**WRITTEN REQUEST:**
Report every line in the rows below that contains the word "stone", copying each such line in full. Case counts.

───── INFORMATION PROVIDED

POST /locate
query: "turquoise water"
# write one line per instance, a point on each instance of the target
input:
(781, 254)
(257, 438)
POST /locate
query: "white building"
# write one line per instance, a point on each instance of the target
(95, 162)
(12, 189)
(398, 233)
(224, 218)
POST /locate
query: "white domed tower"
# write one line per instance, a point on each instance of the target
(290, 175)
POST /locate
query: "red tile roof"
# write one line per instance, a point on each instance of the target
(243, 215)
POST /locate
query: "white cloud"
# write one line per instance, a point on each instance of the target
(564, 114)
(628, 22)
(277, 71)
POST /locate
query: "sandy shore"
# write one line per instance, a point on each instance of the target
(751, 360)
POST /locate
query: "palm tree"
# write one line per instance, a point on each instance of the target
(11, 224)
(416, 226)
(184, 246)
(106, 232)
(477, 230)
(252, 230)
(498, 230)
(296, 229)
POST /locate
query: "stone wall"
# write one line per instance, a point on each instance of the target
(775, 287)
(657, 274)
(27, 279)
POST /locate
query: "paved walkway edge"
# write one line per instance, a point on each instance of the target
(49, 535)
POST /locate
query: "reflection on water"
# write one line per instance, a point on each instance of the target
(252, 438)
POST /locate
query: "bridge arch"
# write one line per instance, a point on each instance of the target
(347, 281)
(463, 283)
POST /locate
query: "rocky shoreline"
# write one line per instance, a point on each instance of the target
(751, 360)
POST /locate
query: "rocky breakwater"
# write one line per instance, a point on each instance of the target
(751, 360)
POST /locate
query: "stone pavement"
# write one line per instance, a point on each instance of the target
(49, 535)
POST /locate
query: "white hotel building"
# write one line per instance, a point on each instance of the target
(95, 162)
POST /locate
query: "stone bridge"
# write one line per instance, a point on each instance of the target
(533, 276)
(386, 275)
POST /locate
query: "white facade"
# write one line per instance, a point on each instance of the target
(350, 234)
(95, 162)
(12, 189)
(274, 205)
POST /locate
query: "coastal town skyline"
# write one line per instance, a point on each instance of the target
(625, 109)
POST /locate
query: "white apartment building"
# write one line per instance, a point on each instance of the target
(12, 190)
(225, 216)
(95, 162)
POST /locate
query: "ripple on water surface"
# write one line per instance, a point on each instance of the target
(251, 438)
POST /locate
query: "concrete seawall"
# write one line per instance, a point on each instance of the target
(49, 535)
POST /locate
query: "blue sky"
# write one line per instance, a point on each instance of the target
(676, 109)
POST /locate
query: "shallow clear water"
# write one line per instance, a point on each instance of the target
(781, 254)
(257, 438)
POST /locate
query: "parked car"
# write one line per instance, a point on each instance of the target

──────────
───── INFORMATION PROVIDED

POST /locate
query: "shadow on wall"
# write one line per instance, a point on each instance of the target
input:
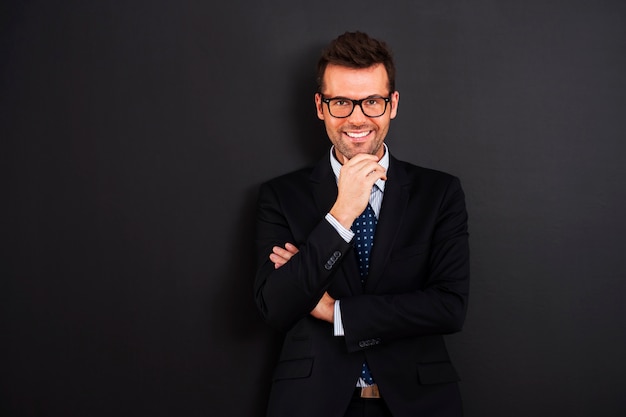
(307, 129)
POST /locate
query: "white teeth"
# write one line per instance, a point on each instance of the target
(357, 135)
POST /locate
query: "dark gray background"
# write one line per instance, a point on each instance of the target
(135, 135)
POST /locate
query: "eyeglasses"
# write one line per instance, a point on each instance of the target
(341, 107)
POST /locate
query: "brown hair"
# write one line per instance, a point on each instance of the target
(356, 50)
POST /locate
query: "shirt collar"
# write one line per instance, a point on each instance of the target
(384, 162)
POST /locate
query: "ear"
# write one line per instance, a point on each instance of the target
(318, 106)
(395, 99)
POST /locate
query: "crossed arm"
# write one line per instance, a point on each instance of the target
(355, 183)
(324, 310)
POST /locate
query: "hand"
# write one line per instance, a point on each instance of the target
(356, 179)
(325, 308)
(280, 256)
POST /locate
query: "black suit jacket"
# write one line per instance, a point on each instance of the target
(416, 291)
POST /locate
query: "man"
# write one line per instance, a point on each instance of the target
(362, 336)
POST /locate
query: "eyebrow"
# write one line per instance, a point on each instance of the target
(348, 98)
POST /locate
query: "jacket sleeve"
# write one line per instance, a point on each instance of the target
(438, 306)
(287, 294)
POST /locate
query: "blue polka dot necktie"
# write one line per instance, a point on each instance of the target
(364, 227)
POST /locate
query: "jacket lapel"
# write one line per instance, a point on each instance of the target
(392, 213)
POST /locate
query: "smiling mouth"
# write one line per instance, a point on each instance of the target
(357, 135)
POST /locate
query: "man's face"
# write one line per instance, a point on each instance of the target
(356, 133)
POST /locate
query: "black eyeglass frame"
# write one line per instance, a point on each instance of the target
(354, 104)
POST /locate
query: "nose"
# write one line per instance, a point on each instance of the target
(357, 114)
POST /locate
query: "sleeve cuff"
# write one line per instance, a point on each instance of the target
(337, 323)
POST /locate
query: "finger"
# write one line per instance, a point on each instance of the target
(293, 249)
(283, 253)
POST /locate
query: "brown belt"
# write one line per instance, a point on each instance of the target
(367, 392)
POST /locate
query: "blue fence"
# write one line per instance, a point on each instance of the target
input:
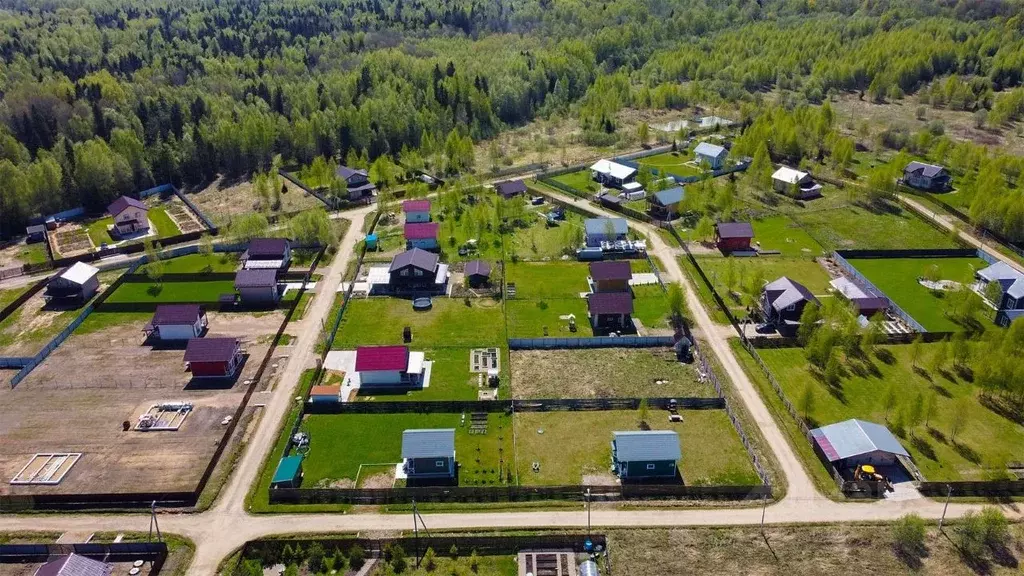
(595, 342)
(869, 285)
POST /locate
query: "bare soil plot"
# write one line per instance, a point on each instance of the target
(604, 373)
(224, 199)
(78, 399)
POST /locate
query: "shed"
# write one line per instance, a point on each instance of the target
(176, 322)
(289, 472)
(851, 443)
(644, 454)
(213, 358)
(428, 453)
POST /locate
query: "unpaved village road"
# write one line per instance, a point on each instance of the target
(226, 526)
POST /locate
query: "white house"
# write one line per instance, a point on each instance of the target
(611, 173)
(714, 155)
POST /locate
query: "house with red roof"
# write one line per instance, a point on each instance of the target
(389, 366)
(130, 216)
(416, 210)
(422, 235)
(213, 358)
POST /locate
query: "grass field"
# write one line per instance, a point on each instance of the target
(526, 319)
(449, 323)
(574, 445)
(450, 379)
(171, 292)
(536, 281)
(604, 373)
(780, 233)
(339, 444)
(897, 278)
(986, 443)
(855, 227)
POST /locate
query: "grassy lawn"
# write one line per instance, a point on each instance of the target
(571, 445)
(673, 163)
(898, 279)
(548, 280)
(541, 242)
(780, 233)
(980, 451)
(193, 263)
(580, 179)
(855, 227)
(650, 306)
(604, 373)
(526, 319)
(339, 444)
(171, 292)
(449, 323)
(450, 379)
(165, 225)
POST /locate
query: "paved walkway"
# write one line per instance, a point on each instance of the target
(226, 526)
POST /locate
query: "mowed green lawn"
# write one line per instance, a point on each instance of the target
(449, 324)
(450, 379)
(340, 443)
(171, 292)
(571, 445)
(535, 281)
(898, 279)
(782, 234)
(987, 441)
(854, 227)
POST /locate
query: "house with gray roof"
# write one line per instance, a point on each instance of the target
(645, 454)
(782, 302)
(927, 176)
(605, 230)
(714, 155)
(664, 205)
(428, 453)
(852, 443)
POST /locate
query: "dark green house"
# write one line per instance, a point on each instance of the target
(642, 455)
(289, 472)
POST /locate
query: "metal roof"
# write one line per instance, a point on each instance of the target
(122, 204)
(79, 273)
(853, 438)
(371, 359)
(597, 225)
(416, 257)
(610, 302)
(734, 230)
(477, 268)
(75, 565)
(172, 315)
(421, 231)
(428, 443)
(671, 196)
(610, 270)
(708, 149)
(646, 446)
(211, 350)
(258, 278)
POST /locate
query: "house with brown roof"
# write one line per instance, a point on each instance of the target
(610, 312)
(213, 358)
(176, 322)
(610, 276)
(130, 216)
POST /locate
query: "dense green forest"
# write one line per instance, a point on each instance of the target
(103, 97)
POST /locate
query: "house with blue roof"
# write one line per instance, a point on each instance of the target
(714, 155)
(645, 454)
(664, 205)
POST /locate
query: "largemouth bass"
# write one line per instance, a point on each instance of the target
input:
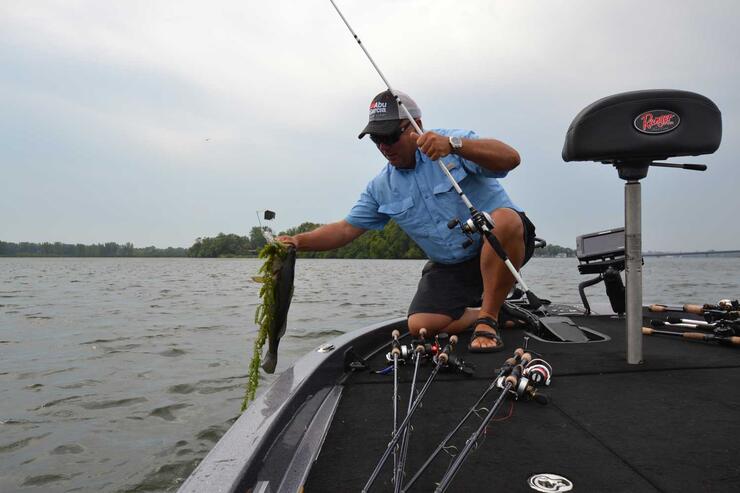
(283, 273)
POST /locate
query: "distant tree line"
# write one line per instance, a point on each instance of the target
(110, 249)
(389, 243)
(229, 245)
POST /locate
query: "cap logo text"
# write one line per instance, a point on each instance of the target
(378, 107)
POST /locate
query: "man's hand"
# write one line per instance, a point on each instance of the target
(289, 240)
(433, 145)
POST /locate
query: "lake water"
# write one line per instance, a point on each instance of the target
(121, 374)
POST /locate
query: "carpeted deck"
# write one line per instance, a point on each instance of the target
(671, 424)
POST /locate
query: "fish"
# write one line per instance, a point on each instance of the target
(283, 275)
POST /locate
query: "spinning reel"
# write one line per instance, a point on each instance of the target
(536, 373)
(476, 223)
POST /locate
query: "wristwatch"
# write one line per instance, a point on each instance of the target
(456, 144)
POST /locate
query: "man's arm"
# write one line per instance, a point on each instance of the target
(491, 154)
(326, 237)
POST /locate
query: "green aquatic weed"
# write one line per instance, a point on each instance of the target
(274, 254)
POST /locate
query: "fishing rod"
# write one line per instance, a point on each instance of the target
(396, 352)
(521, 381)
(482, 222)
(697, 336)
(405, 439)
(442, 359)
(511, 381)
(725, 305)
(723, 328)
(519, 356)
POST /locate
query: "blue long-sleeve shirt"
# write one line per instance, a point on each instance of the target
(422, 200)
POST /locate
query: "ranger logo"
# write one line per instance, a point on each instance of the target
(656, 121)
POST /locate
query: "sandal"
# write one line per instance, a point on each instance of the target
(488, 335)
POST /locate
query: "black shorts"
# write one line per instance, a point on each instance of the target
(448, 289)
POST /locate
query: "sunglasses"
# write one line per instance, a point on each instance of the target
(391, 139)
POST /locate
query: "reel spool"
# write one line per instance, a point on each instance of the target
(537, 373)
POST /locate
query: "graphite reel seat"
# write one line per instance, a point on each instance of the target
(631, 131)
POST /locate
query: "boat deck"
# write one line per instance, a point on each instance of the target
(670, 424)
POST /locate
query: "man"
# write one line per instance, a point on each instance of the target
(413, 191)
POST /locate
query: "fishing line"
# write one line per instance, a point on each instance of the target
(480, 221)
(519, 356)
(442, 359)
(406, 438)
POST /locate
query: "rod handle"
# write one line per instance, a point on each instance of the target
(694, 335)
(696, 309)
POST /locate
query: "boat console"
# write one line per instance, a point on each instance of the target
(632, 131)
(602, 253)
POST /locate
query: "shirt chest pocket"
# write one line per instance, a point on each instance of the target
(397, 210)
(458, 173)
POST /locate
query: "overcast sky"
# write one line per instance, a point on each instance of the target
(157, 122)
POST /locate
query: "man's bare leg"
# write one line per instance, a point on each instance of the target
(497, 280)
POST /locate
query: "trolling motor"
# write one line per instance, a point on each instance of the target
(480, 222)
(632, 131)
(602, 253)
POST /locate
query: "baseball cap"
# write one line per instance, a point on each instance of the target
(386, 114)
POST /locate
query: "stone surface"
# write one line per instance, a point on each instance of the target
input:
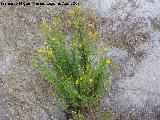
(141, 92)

──────────
───── INFORMATION PROVIDED

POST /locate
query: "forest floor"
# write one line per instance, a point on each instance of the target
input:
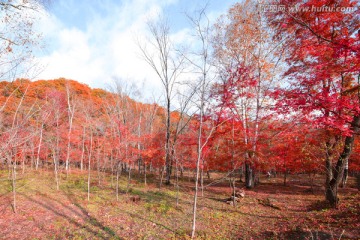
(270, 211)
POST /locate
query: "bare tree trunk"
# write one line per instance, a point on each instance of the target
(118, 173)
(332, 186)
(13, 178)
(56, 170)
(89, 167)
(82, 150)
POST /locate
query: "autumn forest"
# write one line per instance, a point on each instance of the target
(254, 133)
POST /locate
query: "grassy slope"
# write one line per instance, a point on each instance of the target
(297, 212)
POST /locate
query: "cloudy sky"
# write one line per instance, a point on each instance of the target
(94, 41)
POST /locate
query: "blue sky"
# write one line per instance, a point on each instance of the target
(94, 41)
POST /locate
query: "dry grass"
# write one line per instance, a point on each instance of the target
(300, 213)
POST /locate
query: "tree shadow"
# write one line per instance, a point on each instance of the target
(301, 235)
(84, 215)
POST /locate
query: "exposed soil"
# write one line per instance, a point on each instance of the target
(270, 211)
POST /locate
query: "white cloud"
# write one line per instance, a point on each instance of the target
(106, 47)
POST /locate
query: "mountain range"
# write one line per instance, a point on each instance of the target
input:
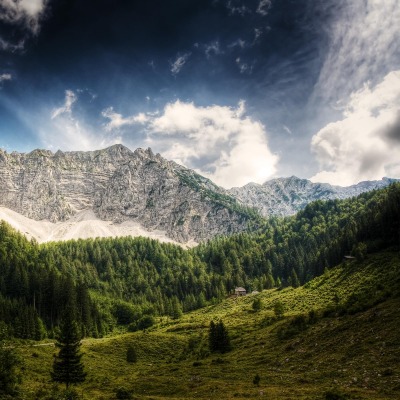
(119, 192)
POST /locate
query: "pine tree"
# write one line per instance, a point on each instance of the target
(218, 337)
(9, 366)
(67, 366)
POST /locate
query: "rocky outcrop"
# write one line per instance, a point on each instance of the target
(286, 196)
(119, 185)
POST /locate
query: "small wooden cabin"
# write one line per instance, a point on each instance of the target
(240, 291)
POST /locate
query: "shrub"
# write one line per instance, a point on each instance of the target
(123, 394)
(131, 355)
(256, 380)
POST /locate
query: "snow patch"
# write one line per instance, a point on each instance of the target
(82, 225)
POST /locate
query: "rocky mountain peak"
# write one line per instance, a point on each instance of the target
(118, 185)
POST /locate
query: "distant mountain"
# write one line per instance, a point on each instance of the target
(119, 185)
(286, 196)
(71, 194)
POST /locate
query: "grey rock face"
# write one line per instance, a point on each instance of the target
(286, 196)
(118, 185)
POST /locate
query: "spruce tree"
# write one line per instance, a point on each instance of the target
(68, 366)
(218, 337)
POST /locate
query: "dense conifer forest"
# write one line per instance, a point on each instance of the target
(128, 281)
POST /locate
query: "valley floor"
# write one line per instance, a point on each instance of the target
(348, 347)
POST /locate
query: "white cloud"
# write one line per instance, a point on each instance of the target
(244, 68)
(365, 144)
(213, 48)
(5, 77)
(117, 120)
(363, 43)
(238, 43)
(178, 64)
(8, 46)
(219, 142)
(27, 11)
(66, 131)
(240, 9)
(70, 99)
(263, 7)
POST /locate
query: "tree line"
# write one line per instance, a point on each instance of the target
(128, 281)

──────────

**OUTPUT:**
query: "stone wall"
query: "stone pavement"
query: "stone bridge"
query: "stone surface"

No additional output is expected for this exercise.